**Отрывок**
══════════

Но если бы при этом он еще не оставался заключенным! И если бы ему не приходилось прятать подальше от чужих глаз стихи, переписанные набело и собранные в сшитые им самим тетради! «Стихи — одно из тягчайших лагерных преступлений», — подчеркивал Шаламов, ведь если их найдут, то любой дотошный оперуполномоченный по стихам может состряпать дело о какой-нибудь «антисоветской агитации». Поэтому по возвращении в больницу на Левый берег, где сменилось все начальство и где его назначили фельдшером приемного покоя, Шаламов сразу спрятал тетрадь в тумбочку среди своих служебных бумаг. Его неотвязной мыслью стало теперь желание во что бы то ни стало переправить эти стихи на Большую землю.
Вначале он надеялся на освобождение и на скорый выезд на материк. Но даже и досрочное освобождение, состоявшееся чуть раньше назначенного в 1943 году десятилетнего срока, с зачетом части рабочих дней, а именно — 20 октября 1951 года (как свидетельствует единственный сохранившийся документ — упомянутая выше трудовая книжка), не дало ему возможности сразу покинуть Колыму. Эта ситуация воспроизведена Шаламовым в рассказе «Подполковник Фрагин». Ретивый подполковник, начальник спецотдела больницы, бывший сотрудник Смерша, каким-то образом, через Магадан, раскопал дело Шаламова 1937 года, на основании чего сделал вывод, что перед ним «кадровый троцкист и враг народа». Поначалу предполагалось, что Шаламова оставят при больнице, в том же приемном покое, до весны 1952 года, до открытия навигации на Охотском море, чтобы отправить на материк общим этапом. Такой вариант давал большие преимущества: освобожденные имели право на бесплатную дорогу до пункта жительства. Но Фрагин задержал Шаламова в больнице до июля, а потом отправил его, уже давно «вольного», с двумя конвоирами в Магадан в распоряжение санитарного отдела Дальстроя. При этом Шаламов был уволен из больницы по КЗОТу и потерял право на бесплатную дорогу. Все эти дополнительные мучения вынудили его остаться на Колыме, чтобы заработать на дорогу. Санитарный отдел направил его в дорожное управление Дальстроя, которому требовались фельдшеры на дальние участки. Так Шаламов 20 августа 1952 года (согласно той же трудовой книжке) стал фельдшером лагерного пункта Кюбюминского дорожно-эксплуатационного участка недалеко от Оймякона (эта часть территории Якутии тоже тогда входила в систему Дальстроя).

══════════

**Представленный перечень**
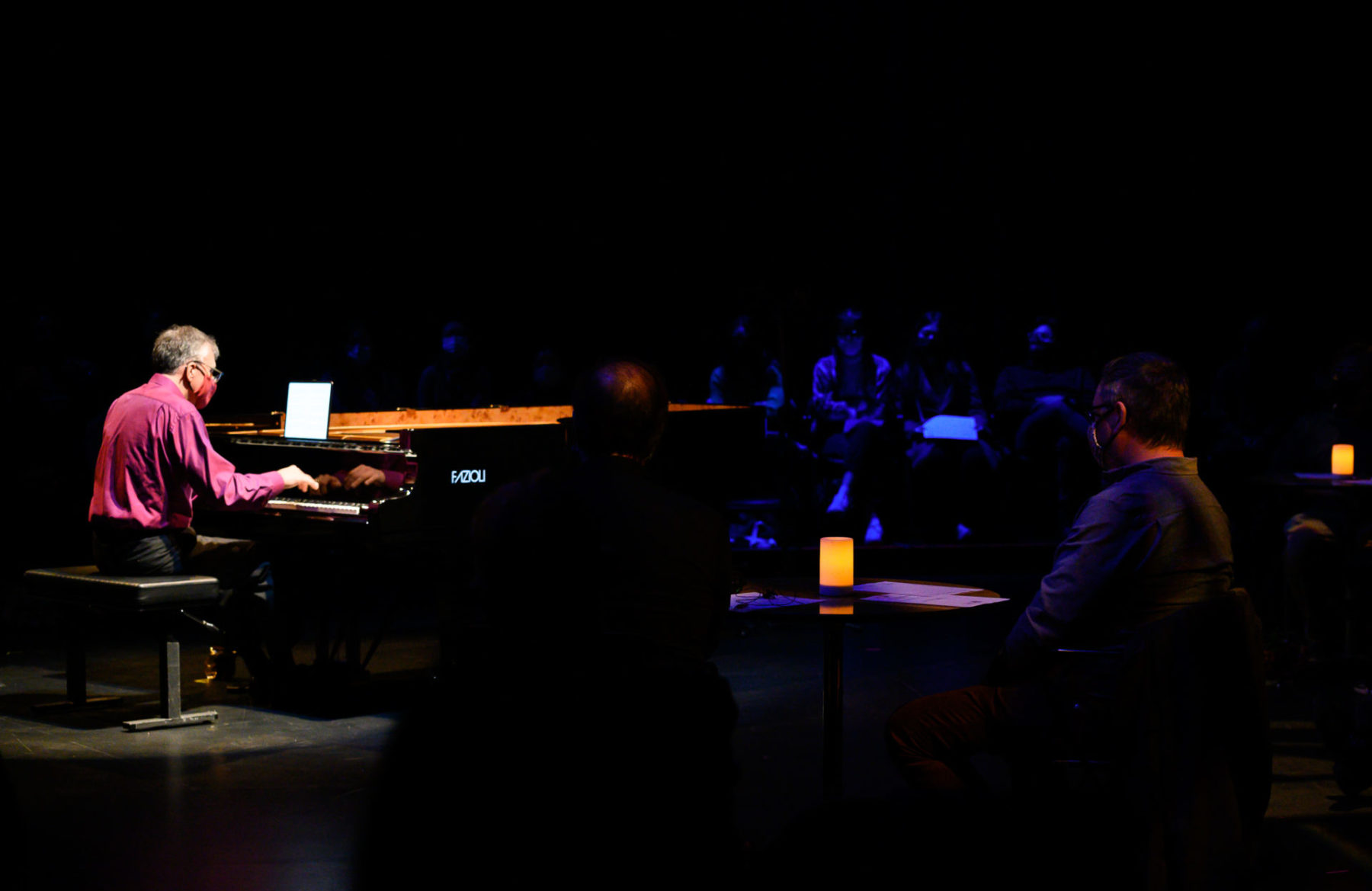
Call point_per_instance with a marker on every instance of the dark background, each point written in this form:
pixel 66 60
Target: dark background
pixel 610 181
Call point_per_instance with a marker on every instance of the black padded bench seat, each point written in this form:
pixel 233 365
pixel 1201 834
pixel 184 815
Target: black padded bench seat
pixel 85 585
pixel 82 589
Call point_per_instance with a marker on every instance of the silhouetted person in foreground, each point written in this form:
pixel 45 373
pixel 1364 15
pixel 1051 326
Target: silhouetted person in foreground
pixel 595 736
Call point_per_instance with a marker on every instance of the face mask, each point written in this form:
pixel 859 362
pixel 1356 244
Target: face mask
pixel 202 397
pixel 1098 449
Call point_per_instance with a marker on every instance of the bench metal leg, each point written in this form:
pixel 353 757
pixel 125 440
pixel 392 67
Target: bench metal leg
pixel 169 662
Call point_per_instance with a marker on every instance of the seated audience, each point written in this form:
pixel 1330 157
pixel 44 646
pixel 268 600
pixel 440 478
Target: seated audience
pixel 950 479
pixel 1040 411
pixel 748 375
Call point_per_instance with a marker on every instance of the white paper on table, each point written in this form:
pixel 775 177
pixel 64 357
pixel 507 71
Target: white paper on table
pixel 950 428
pixel 924 595
pixel 751 601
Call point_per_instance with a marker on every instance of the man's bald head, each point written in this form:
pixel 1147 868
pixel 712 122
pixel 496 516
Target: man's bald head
pixel 620 408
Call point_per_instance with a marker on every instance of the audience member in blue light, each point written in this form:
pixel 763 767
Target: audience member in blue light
pixel 748 375
pixel 454 380
pixel 948 478
pixel 1040 409
pixel 848 400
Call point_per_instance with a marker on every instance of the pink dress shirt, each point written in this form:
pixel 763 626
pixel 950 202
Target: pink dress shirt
pixel 155 460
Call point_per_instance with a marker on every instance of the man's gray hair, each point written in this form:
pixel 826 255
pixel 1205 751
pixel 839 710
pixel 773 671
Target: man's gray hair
pixel 180 345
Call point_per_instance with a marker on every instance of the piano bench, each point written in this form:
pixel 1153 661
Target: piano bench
pixel 82 589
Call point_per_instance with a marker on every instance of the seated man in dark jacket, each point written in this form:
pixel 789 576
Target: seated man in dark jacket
pixel 1152 543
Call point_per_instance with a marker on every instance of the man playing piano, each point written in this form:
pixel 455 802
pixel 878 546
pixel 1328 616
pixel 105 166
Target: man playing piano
pixel 155 462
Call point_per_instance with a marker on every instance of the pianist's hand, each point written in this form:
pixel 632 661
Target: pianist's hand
pixel 295 478
pixel 363 476
pixel 329 482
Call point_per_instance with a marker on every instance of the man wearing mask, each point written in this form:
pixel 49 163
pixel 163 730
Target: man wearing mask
pixel 157 460
pixel 1152 543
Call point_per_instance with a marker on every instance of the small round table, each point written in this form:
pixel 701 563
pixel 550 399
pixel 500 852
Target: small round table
pixel 833 613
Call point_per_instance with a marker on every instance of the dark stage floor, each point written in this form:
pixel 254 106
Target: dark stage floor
pixel 274 800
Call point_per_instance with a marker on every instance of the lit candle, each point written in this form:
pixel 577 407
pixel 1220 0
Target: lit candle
pixel 1341 460
pixel 836 567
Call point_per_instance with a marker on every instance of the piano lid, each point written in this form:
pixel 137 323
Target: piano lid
pixel 383 426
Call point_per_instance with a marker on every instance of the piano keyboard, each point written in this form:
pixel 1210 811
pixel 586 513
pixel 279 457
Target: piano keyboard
pixel 317 505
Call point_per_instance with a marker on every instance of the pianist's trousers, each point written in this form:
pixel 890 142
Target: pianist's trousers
pixel 239 565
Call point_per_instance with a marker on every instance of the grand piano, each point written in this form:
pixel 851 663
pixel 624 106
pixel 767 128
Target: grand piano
pixel 447 460
pixel 413 536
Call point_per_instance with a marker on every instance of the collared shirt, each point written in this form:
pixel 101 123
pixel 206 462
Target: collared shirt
pixel 1152 541
pixel 155 460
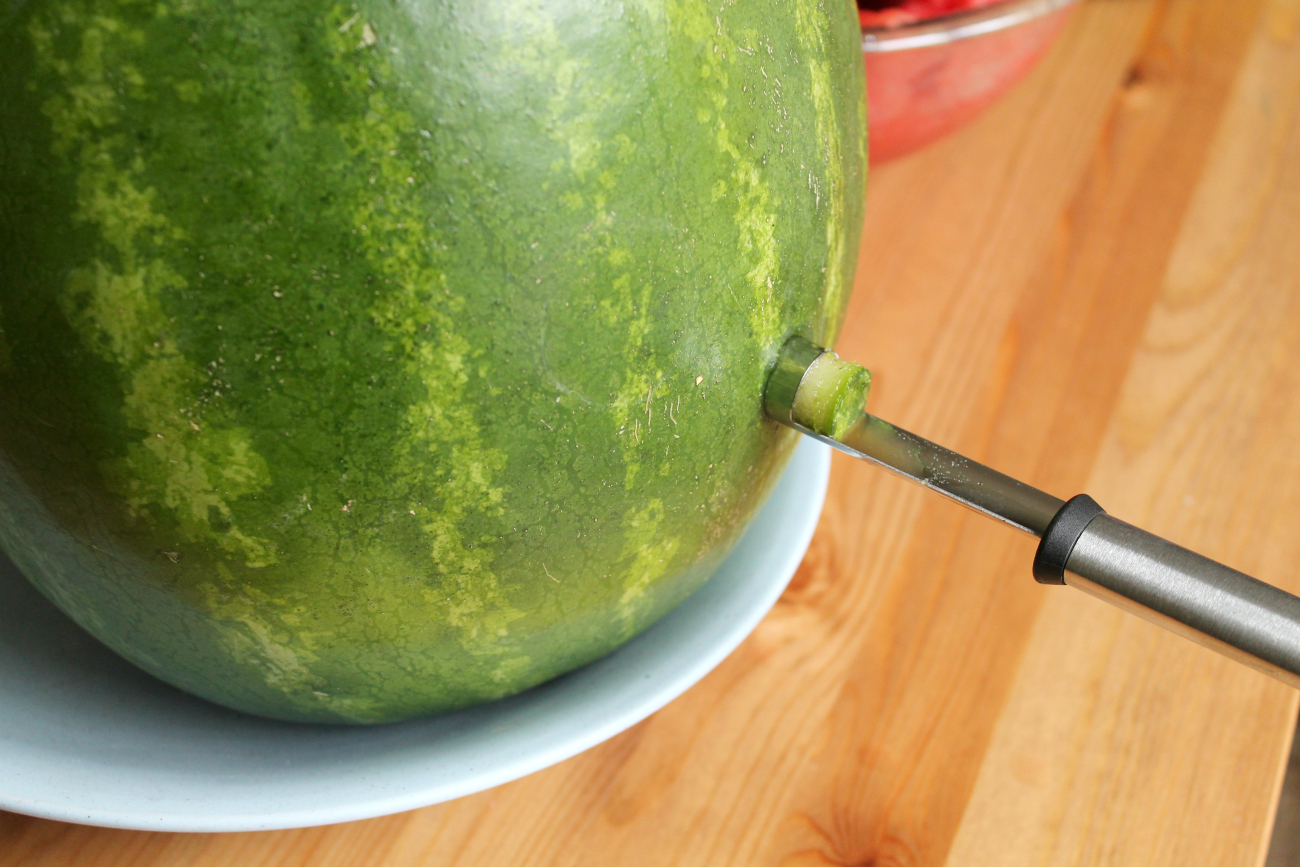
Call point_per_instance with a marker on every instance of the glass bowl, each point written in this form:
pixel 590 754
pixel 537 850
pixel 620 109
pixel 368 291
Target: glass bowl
pixel 927 78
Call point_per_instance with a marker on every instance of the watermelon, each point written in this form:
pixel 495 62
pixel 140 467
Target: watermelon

══════════

**Цель задания**
Продублируйте дословно участок отрывка от «Но если бы при» до «на Большую землю.» включительно.

**Результат**
Но если бы при этом он еще не оставался заключенным! И если бы ему не приходилось прятать подальше от чужих глаз стихи, переписанные набело и собранные в сшитые им самим тетради! «Стихи — одно из тягчайших лагерных преступлений», — подчеркивал Шаламов, ведь если их найдут, то любой дотошный оперуполномоченный по стихам может состряпать дело о какой-нибудь «антисоветской агитации». Поэтому по возвращении в больницу на Левый берег, где сменилось все начальство и где его назначили фельдшером приемного покоя, Шаламов сразу спрятал тетрадь в тумбочку среди своих служебных бумаг. Его неотвязной мыслью стало теперь желание во что бы то ни стало переправить эти стихи на Большую землю.